**Exercice écrit 1:**
Comptez les lignes des enregistrements qui contiennent la chaîne « gear », en tenant compte de la casse. Donnez uniquement ce nombre.

**Passage fourni:**
--------------------
La justice se vexe, le Canard trinque
Ce qui hérisse Fressoz, ce n’est pas seulement le non-lieu, c’est la musique d’accompagnement. Car le texte ressemble moins à une décision sereine qu’à une petite leçon de maintien adressée au journal: vous nous avez « embarrassés », « dérangés », vous avez fait du bruit, vous avez nommé des gens, vous avez insisté. Bref, vous avez fait votre métier et c’est très désagréable pour le confort capitonné des institutions.
Résultat: la Chambre ne se contente pas de blanchir l’affaire, elle tance le Canard comme un élève trop curieux. Et le renversement est savoureux: au lieu de s’acharner sur ceux qui ont posé des micros, on reproche au micro… d’avoir crié.
L’enquête au ras du fil électrique
Le morceau de bravoure, c’est la démonstration « matérielle ». Le Canard a beau pointer une intrusion nocturne, des travaux non prévus, une opération qui sent la DST à plein nez, la Chambre s’emploie à rapetisser le tout, façon puzzle qu’on remet dans la boîte en écrasant le couvercle.
--------------------
(Données d'annotation par points)

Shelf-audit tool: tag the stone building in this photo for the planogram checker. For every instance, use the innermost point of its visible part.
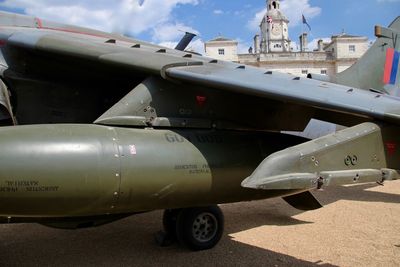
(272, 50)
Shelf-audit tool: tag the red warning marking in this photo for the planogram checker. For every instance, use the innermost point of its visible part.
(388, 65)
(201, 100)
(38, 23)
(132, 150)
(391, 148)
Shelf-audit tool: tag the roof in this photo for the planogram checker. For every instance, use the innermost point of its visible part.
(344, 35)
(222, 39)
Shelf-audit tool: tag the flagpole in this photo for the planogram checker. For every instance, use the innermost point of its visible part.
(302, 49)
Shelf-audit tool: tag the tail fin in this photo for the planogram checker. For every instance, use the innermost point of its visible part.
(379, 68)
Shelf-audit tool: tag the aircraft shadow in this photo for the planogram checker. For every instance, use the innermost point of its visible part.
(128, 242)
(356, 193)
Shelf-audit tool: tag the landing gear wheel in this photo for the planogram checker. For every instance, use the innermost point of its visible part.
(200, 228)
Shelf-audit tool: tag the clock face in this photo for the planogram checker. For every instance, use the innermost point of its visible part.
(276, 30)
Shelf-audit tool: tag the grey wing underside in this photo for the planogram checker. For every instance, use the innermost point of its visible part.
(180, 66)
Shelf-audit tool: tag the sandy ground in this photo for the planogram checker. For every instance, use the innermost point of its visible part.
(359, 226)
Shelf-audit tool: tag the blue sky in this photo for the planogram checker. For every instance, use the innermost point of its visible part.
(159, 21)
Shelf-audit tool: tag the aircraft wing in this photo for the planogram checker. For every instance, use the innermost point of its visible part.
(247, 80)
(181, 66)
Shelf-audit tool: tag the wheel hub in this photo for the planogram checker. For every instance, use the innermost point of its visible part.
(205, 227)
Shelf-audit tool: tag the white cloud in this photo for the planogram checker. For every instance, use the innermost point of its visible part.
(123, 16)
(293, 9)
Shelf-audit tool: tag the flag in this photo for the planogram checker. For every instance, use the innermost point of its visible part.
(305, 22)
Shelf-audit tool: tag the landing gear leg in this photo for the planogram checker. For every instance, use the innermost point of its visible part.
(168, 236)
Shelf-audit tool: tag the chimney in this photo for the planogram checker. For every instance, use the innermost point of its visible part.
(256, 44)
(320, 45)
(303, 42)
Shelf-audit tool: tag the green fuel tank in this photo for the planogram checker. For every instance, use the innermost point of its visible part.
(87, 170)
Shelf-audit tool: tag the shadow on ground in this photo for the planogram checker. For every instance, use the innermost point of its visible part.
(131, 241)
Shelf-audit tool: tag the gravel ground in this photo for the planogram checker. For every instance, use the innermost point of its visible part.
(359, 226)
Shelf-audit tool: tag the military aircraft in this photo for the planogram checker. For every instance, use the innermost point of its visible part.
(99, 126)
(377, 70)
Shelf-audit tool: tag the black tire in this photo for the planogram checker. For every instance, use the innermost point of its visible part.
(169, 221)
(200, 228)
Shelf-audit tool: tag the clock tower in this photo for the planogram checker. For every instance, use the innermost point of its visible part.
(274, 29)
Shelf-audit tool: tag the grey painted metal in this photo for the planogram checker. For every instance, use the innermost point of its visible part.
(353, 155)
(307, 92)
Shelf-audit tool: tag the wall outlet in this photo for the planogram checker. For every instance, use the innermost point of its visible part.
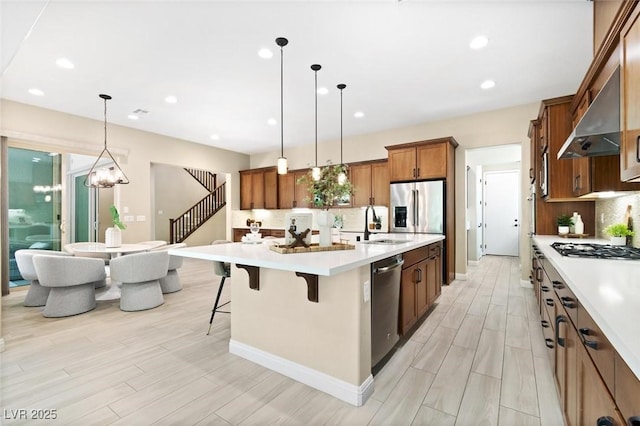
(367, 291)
--------------------
**Exercice écrit 2:**
Pour chacune des affirmations suivantes, dites par oui ou par non si elle concorde avec le passage fourni, puis citez textuellement les mots du passage qui tranchent. (a) La Chambre traite le Canard comme un élève trop curieux. (b) La Chambre s’acharne sur ceux qui ont posé des micros. (c) La Chambre cherche à grossir l’affaire.

**Réponse à l'exercice 1:**
2

**Réponse à l'exercice 2:**
(a) Oui : « elle tance le Canard comme un élève trop curieux ».
(b) Non : « au lieu de s’acharner sur ceux qui ont posé des micros, on reproche au micro… d’avoir crié ».
(c) Non : « la Chambre s’emploie à rapetisser le tout ».